* **ZITIERTER TEXT**
Die im letzten Absatz genannten Ziele haben gemeinsam, dass sie sich auch mit einem europäischen Zahlungssystem auf Basis von Bankguthaben verwirklichen ließen. Man würde per Gesetz eine Zahlungsplattform schaffen, an der sich dann alle in Europa ansässigen Banken und Zahlungsdienstleister zu beteiligen hätten. Der Bürger hätte kostenlosen Zugang, die Gebühren für Unternehmen wären begrenzt und der Handel müsste das Zahlungsmittel akzeptieren.
Ein von den Geldinstituten unabhängiges digitales Geldschließfach auf dem Smartphone wäre allerdings nicht auf Basis von Bankguthaben umsetzbar. Hauptargument für eine solche Möglichkeit ist der Datenschutz. Das mag verwundern, weil die EU-Kommission anonymen Zahlungen gegenüber skeptisch eingestellt ist. Doch gerade sie dürfte sich aus langfristigen Erwägungen heraus etwas vom „Smartphone-Konto“ versprechen: Wie der Wirtschaftsjournalist Norbert Häring in einem Artikel darlegte, kann der digitale Euro so gestaltet werden, dass der Kunde Kleinbeträge ohne staatliche Aufsicht ausgeben kann, während Einzelhändler gezwungen wären, E-Euro-Zahlungen so entgegenzunehmen, dass der Fiskus automatisch über die Einnahmen informiert ist. Die EU-Kommission hat immer wieder Anstrengungen unternommen, den Bürger zur Nutzung nachverfolgbarer, elektronischer Zahlungsmittel zu bewegen. Zuletzt verzichtete die italienische Regierung Meloni unter dem Druck Brüssels darauf, die Annahmepflicht für Kartenzahlungen im Einzelhandel zu lockern. Mit dem E-Euro hätte die EU-Kommission ein neues Mittel, Barzahler zur Nutzung von digitalem Geld zu bringen.

* **SCHRIFTLICHE AUFGABE A**
Kopiere aus den Zeilen der Datensätze unverändert den Abschnitt, der mit der Zeile beginnt, die "Q: Where does the blue pillow" enthält, und mit der letzten Zeile der Datensätze endet. Beide Grenzen gehören dazu.

Datensätze:
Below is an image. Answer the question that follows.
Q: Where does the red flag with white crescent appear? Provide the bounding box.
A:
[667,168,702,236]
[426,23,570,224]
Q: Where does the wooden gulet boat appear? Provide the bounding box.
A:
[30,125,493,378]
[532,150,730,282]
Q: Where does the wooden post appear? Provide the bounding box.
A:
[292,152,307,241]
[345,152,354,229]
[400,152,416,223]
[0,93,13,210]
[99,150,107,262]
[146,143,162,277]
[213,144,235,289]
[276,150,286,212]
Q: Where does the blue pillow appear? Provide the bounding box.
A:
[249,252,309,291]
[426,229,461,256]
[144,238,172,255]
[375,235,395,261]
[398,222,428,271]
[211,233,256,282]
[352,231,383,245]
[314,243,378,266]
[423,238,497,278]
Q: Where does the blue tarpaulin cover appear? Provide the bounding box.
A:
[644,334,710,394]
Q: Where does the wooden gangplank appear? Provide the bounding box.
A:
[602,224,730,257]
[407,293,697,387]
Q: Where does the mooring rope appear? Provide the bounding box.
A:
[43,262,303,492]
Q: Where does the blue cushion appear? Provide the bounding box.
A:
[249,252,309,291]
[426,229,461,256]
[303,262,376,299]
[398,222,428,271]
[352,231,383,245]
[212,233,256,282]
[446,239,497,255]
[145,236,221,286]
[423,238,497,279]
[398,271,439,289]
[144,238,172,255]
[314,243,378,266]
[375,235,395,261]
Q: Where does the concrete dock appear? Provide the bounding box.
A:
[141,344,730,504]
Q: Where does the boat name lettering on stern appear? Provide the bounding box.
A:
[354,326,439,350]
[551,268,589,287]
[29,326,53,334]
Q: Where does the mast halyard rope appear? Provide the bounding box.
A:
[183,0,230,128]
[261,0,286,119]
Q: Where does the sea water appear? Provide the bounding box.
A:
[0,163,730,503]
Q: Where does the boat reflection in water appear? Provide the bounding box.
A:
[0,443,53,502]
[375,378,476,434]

* **SCHRIFTLICHE AUFGABE B**
Wiederhole aus dem Text zum digitalen Euro wörtlich die Passage, beginnend bei "Die im letzten" und endend bei "das Zahlungsmittel akzeptieren.".

* **AUSGABE A**
Q: Where does the blue pillow appear? Provide the bounding box.
A:
[249,252,309,291]
[426,229,461,256]
[144,238,172,255]
[375,235,395,261]
[398,222,428,271]
[211,233,256,282]
[352,231,383,245]
[314,243,378,266]
[423,238,497,278]
Q: Where does the blue tarpaulin cover appear? Provide the bounding box.
A:
[644,334,710,394]
Q: Where does the wooden gangplank appear? Provide the bounding box.
A:
[602,224,730,257]
[407,293,697,387]
Q: Where does the mooring rope appear? Provide the bounding box.
A:
[43,262,303,492]
Q: Where does the blue cushion appear? Provide the bounding box.
A:
[249,252,309,291]
[426,229,461,256]
[303,262,376,299]
[398,222,428,271]
[352,231,383,245]
[212,233,256,282]
[446,239,497,255]
[145,236,221,286]
[423,238,497,279]
[398,271,439,289]
[144,238,172,255]
[314,243,378,266]
[375,235,395,261]
Q: Where does the concrete dock appear? Provide the bounding box.
A:
[141,344,730,504]
Q: Where does the boat name lettering on stern appear? Provide the bounding box.
A:
[354,326,439,350]
[551,268,589,287]
[29,326,53,334]
Q: Where does the mast halyard rope appear? Provide the bounding box.
A:
[183,0,230,128]
[261,0,286,119]
Q: Where does the sea water appear? Provide the bounding box.
A:
[0,163,730,503]
Q: Where does the boat reflection in water appear? Provide the bounding box.
A:
[0,443,53,502]
[375,378,476,434]

* **AUSGABE B**
Die im letzten Absatz genannten Ziele haben gemeinsam, dass sie sich auch mit einem europäischen Zahlungssystem auf Basis von Bankguthaben verwirklichen ließen. Man würde per Gesetz eine Zahlungsplattform schaffen, an der sich dann alle in Europa ansässigen Banken und Zahlungsdienstleister zu beteiligen hätten. Der Bürger hätte kostenlosen Zugang, die Gebühren für Unternehmen wären begrenzt und der Handel müsste das Zahlungsmittel akzeptieren.